___ INFORMATION SUPPLIED

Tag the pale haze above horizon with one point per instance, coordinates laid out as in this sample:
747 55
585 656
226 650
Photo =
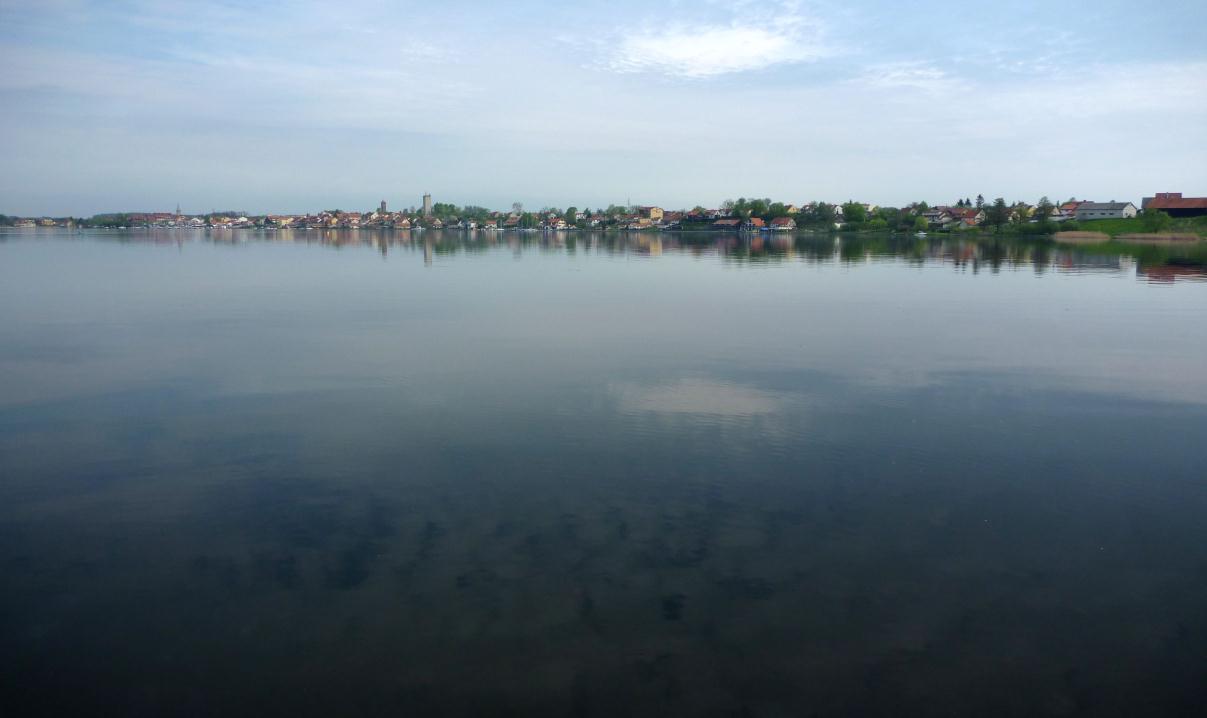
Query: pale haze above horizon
291 106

______

■ PROMPT
Reproduce every row above line for line without changes, leaving out the pictures.

■ RESPONSE
Tag the pale haze above horizon with one point per instance, coordinates laid out as in this sample:
747 55
585 656
226 650
Photo =
Query: pale haze above horizon
291 106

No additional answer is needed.